─── Available records ───

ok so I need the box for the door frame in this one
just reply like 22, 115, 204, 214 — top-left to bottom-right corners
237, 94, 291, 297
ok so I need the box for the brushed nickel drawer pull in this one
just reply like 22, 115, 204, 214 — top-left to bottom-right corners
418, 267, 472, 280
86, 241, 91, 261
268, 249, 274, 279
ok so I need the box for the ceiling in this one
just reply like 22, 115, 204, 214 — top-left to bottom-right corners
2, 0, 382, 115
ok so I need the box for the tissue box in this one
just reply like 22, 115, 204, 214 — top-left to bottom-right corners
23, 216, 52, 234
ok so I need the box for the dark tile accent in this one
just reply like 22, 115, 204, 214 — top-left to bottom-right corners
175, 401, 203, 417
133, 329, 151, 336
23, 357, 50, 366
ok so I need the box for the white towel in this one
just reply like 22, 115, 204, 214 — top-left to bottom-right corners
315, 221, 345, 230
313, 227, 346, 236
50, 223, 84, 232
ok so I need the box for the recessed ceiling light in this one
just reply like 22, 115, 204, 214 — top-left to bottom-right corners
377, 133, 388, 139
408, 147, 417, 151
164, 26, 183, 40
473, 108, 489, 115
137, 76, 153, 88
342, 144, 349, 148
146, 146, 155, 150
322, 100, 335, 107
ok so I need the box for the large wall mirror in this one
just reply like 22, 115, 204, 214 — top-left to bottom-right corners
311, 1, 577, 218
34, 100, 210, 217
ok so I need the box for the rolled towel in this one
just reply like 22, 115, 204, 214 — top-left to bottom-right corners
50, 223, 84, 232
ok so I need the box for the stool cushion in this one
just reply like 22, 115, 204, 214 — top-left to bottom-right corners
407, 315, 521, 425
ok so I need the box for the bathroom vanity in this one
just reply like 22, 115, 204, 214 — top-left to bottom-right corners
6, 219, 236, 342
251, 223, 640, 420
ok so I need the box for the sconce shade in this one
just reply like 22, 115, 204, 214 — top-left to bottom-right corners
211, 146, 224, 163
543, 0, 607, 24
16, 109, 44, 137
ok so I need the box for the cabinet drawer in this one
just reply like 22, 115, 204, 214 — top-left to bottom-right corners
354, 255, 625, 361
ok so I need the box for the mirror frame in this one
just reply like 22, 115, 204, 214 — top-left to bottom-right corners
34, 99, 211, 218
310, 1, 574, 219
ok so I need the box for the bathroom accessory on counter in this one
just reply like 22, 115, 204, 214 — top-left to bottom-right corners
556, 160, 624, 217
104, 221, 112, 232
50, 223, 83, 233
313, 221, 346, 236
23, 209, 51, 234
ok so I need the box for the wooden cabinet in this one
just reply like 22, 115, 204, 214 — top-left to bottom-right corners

───

# [Task details]
Using the data above, say how many lines include the word "frame". Write only that number.

# [The answer]
2